— start Available data —

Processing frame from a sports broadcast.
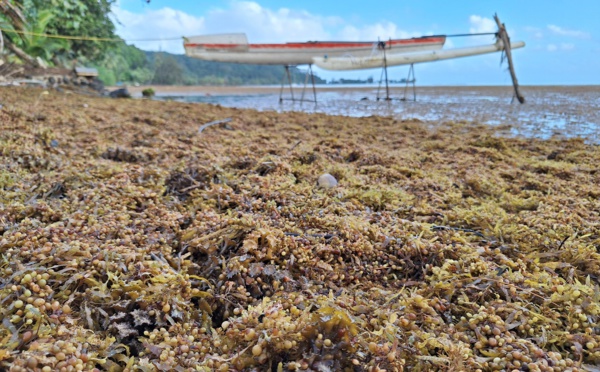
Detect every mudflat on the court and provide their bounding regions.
[0,88,600,371]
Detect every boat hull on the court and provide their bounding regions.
[313,41,525,71]
[184,34,446,65]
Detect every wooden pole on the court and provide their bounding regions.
[494,14,525,103]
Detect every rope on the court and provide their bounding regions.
[0,27,181,41]
[0,27,498,42]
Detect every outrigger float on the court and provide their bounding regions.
[184,15,525,103]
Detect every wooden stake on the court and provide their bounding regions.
[494,14,525,103]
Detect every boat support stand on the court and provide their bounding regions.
[377,61,417,102]
[279,64,317,103]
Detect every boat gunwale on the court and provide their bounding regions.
[184,36,446,50]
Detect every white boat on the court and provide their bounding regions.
[184,33,446,65]
[312,40,525,71]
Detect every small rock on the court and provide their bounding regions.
[317,173,337,189]
[109,88,131,98]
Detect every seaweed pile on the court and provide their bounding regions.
[0,89,600,371]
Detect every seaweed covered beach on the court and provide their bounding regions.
[0,88,600,371]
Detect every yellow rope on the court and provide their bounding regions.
[0,27,181,41]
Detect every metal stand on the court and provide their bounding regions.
[377,41,392,101]
[279,64,317,103]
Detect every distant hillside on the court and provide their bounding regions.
[145,52,326,85]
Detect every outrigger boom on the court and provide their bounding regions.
[183,15,525,103]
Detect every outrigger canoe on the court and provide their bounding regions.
[312,40,525,71]
[184,33,446,65]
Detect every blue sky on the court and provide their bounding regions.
[113,0,600,85]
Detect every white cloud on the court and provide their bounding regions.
[205,1,342,42]
[469,15,498,33]
[112,4,204,53]
[548,25,591,39]
[525,26,544,39]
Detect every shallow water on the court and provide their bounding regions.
[152,86,600,144]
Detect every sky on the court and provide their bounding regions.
[113,0,600,85]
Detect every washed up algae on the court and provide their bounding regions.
[0,88,600,371]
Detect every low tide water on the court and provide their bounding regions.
[151,86,600,144]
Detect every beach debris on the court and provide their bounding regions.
[0,88,600,371]
[198,118,232,134]
[317,173,338,189]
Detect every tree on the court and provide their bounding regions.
[0,2,68,66]
[28,0,117,60]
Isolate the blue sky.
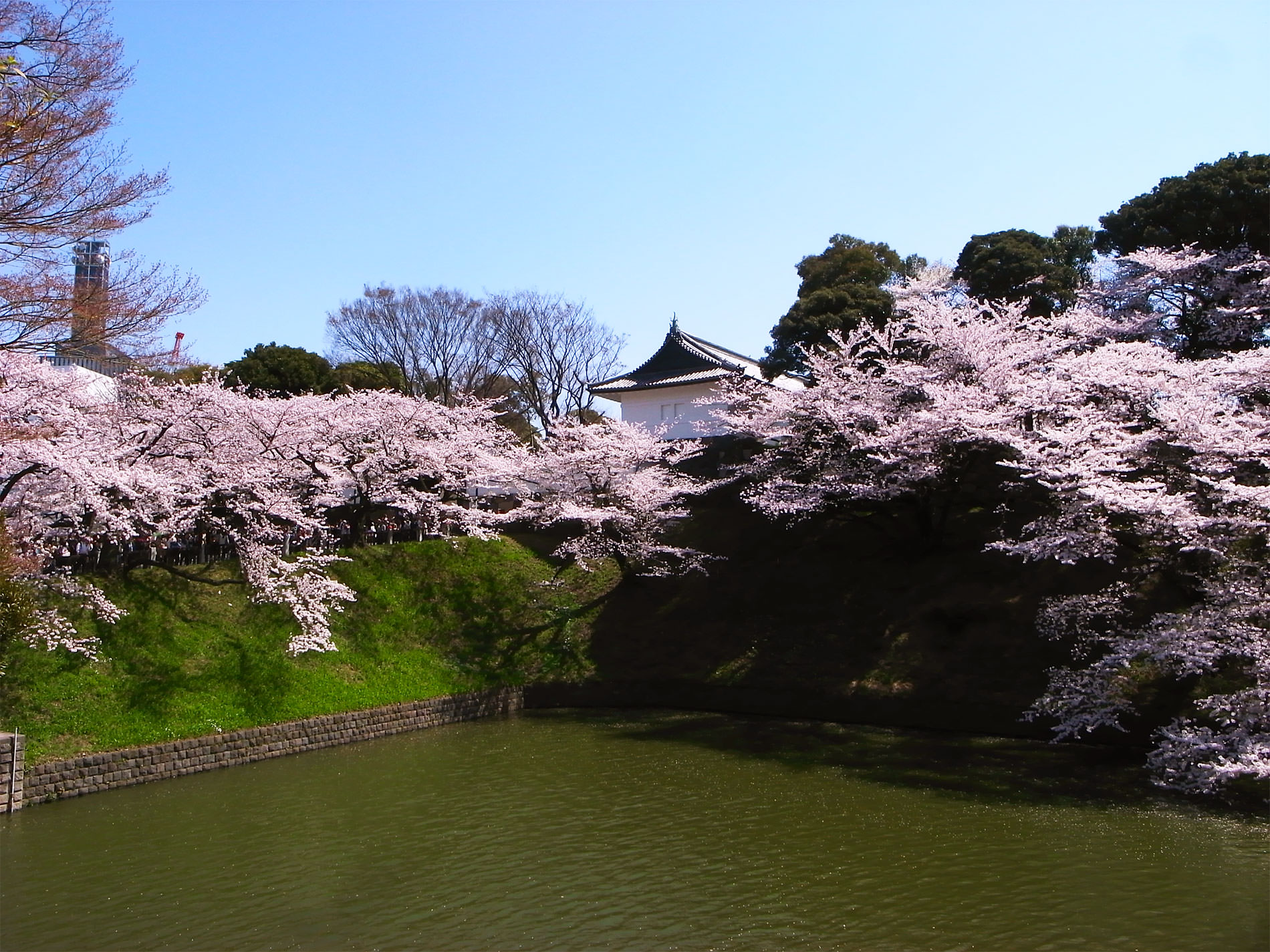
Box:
[113,0,1270,385]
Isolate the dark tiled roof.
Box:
[591,325,758,393]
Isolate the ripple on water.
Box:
[0,712,1267,952]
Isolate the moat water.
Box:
[0,711,1270,952]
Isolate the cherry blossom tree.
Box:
[0,354,523,653]
[0,354,693,654]
[720,251,1270,791]
[515,418,706,575]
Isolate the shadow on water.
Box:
[526,709,1266,818]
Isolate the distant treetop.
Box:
[1096,152,1270,255]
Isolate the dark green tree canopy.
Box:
[333,361,410,393]
[952,224,1094,315]
[1098,152,1270,255]
[763,235,926,377]
[225,341,339,396]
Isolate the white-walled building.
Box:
[591,323,803,439]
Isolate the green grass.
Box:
[0,540,617,763]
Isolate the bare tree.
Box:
[326,287,505,406]
[326,287,622,432]
[485,291,625,433]
[0,0,203,350]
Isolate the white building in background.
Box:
[591,321,804,439]
[39,357,118,404]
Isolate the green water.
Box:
[0,712,1270,952]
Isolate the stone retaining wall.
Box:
[9,688,523,808]
[0,734,25,814]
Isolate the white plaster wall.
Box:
[622,383,718,439]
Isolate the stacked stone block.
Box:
[15,688,523,805]
[0,734,25,814]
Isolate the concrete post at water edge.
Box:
[0,732,27,814]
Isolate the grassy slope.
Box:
[0,540,616,762]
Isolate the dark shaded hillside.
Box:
[556,480,1109,736]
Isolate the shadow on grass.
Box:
[526,709,1266,818]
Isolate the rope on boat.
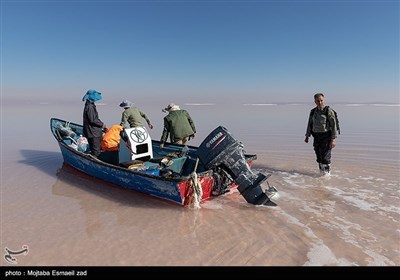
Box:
[189,159,203,209]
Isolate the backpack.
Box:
[310,106,340,134]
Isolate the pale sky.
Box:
[1,0,400,103]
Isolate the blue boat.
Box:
[50,118,276,207]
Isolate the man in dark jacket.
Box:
[160,103,196,148]
[82,89,107,157]
[304,93,337,175]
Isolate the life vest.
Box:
[101,124,124,151]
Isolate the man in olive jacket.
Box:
[304,93,338,175]
[160,103,196,148]
[82,89,107,157]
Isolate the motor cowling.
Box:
[197,126,270,205]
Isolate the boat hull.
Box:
[50,118,255,206]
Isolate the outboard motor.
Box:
[197,126,276,205]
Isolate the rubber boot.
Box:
[318,163,324,175]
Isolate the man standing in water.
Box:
[304,93,338,175]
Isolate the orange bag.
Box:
[101,124,124,151]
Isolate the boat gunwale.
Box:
[50,118,213,183]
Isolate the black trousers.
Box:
[88,137,103,157]
[313,131,332,164]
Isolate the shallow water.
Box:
[1,103,400,266]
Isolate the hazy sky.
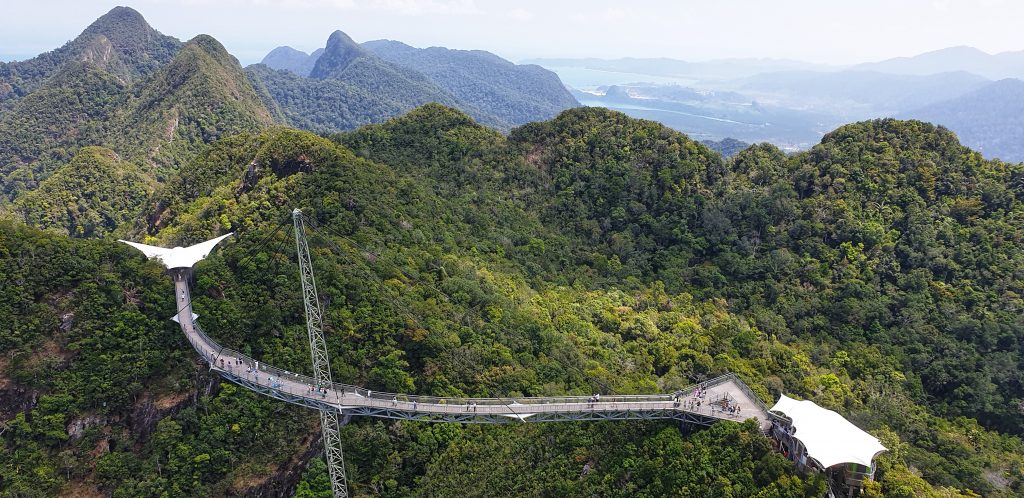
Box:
[0,0,1024,65]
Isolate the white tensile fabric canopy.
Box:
[119,234,231,269]
[771,395,886,468]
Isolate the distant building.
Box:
[770,395,886,496]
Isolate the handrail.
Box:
[191,320,759,406]
[177,282,767,419]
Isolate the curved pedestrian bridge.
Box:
[171,267,770,431]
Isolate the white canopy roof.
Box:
[771,395,886,468]
[119,234,231,269]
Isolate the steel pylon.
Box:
[292,208,348,498]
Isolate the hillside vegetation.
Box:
[0,106,1024,497]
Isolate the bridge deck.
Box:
[173,272,770,430]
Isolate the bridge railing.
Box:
[188,320,767,414]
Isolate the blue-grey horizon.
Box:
[0,0,1024,65]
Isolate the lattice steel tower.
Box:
[292,208,348,498]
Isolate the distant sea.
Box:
[545,66,696,90]
[0,53,35,63]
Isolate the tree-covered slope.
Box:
[111,35,272,175]
[15,147,153,237]
[0,61,127,199]
[0,106,1024,496]
[0,8,272,226]
[362,40,579,125]
[260,46,324,76]
[0,7,181,110]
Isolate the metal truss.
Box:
[292,209,348,498]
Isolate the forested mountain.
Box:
[905,79,1024,162]
[253,31,578,132]
[362,40,577,125]
[0,7,181,110]
[111,35,273,175]
[0,7,273,236]
[0,105,1024,497]
[15,147,154,237]
[260,46,324,76]
[0,7,1024,498]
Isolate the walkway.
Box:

— end Available data —

Work to be completed = Tally the lines in the listing above that contain the word "jacket" and give only the number.

Exercise output = 2